* Your goal *
Give back, word for word, the lines of the data that begin at the line containing "Please mark the region of the cream" and run through the end of the data. Omit the pictures from your answer.
►
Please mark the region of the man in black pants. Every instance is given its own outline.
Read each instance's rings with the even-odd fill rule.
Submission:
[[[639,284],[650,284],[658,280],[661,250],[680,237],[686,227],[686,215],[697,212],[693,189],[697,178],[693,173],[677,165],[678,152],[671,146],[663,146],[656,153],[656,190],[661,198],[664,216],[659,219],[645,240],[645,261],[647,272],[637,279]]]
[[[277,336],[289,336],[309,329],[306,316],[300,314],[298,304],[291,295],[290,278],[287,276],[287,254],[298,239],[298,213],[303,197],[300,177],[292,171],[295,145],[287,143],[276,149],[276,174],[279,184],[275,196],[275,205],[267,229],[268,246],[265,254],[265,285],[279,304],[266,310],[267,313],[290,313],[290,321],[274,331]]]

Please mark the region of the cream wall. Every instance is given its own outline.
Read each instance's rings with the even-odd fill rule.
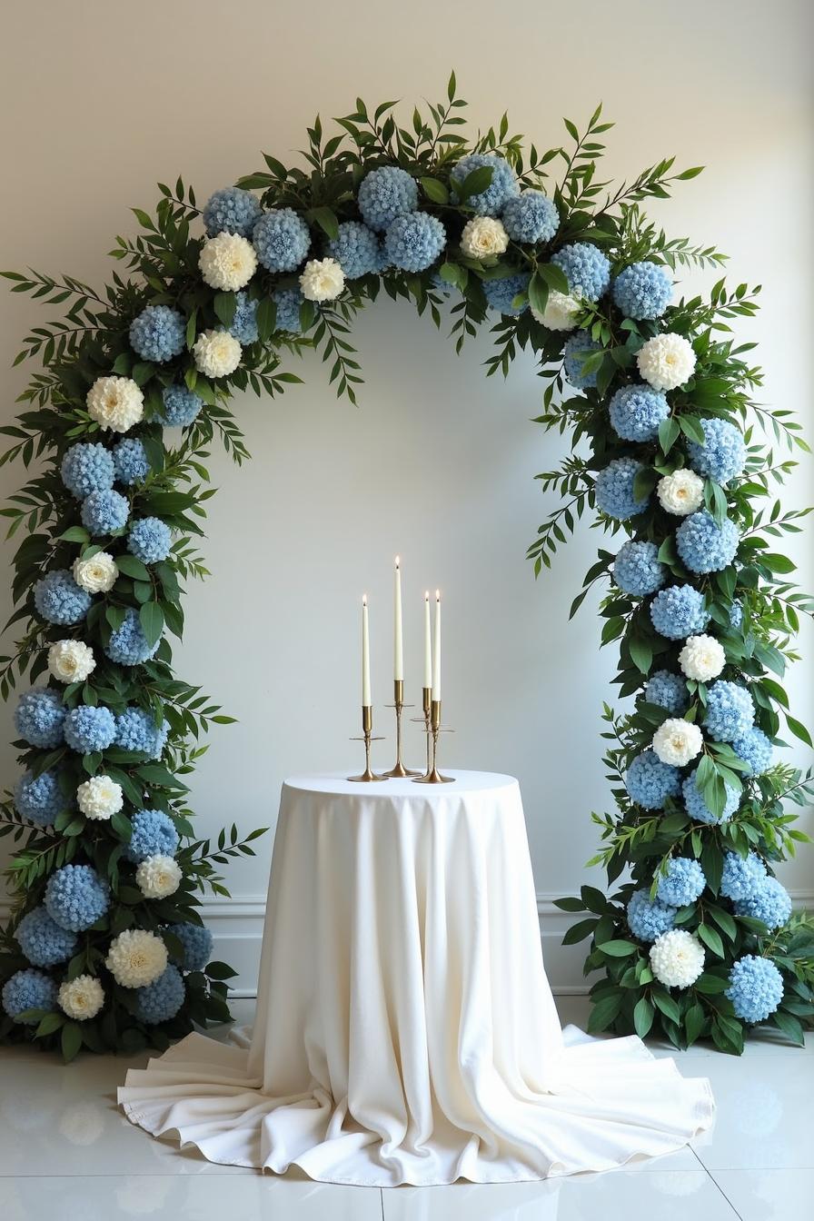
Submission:
[[[113,236],[133,230],[129,206],[149,206],[155,181],[182,172],[204,199],[260,167],[261,149],[292,160],[317,110],[323,121],[348,112],[356,94],[373,104],[434,99],[454,66],[476,126],[508,107],[513,131],[547,147],[561,138],[563,111],[582,122],[602,99],[619,125],[607,175],[630,177],[672,153],[681,166],[709,166],[652,212],[671,233],[727,250],[735,282],[765,284],[763,313],[742,331],[760,341],[765,400],[810,425],[812,24],[804,0],[6,4],[0,265],[99,283]],[[693,276],[692,287],[709,278]],[[46,314],[6,293],[0,309],[10,419],[23,385],[10,361]],[[599,883],[583,862],[594,850],[589,811],[607,805],[598,713],[613,658],[597,650],[596,603],[567,623],[598,536],[582,529],[535,582],[524,559],[544,513],[533,475],[558,462],[563,443],[528,422],[542,393],[530,359],[508,382],[487,382],[488,336],[456,358],[426,320],[387,299],[360,319],[355,339],[366,377],[358,409],[334,399],[308,357],[297,366],[305,385],[284,400],[236,400],[256,460],[238,470],[212,458],[215,576],[190,590],[177,663],[239,724],[217,733],[198,772],[200,827],[273,825],[287,773],[355,762],[347,739],[358,731],[359,596],[371,598],[383,703],[399,552],[409,694],[420,676],[421,595],[441,585],[444,706],[456,729],[444,757],[520,778],[549,973],[578,987],[580,952],[558,950],[563,924],[548,900]],[[4,493],[20,476],[0,471]],[[809,493],[807,465],[787,497],[804,503]],[[809,536],[792,549],[810,586]],[[791,681],[809,720],[810,646],[807,629]],[[10,725],[6,709],[0,741]],[[389,729],[383,712],[378,726]],[[16,767],[0,750],[10,785]],[[389,753],[386,744],[380,762]],[[256,860],[229,869],[234,902],[210,908],[244,988],[270,852],[267,836]],[[803,853],[783,868],[799,895],[814,893],[813,862]]]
◄
* Reply to the exercise *
Please mark the region of the cream wall. Every instance is given its own outline.
Read each instance's rings with the even-odd fill rule.
Submission:
[[[113,236],[133,230],[129,206],[149,206],[155,181],[182,172],[204,199],[260,167],[261,149],[292,160],[317,110],[323,121],[348,112],[356,94],[373,104],[434,99],[454,66],[476,126],[508,107],[513,131],[547,147],[561,138],[563,111],[582,122],[602,99],[619,125],[607,175],[630,177],[672,153],[681,166],[709,166],[652,212],[671,233],[727,250],[735,282],[765,284],[763,313],[742,331],[760,341],[765,400],[810,425],[812,24],[804,0],[6,4],[0,265],[99,283]],[[693,276],[692,287],[709,278]],[[46,314],[6,293],[0,309],[10,419],[23,385],[10,361]],[[599,883],[583,862],[594,850],[589,811],[607,805],[598,713],[613,658],[597,650],[596,603],[567,623],[598,536],[582,529],[535,582],[524,559],[544,513],[533,475],[558,462],[563,443],[528,422],[542,393],[530,359],[508,382],[487,382],[488,336],[456,358],[426,320],[387,299],[360,319],[355,339],[366,377],[358,409],[334,399],[308,357],[297,366],[305,385],[284,400],[236,400],[256,460],[238,470],[212,458],[215,576],[190,590],[177,663],[239,724],[217,733],[198,772],[200,827],[273,825],[287,773],[355,762],[347,739],[358,731],[359,596],[371,598],[383,703],[399,552],[409,694],[420,676],[421,595],[441,585],[444,706],[456,729],[444,757],[520,778],[549,973],[578,987],[580,952],[558,950],[563,924],[548,900]],[[4,493],[20,476],[0,471]],[[809,493],[807,465],[787,497],[804,503]],[[809,536],[792,549],[810,586]],[[791,681],[809,720],[810,646],[807,629]],[[10,725],[6,709],[0,741]],[[389,729],[383,712],[378,726]],[[16,767],[0,750],[10,785]],[[389,753],[386,744],[380,762]],[[256,860],[229,869],[234,902],[210,908],[244,988],[270,852],[267,836]],[[803,853],[783,868],[799,895],[814,893],[813,862]]]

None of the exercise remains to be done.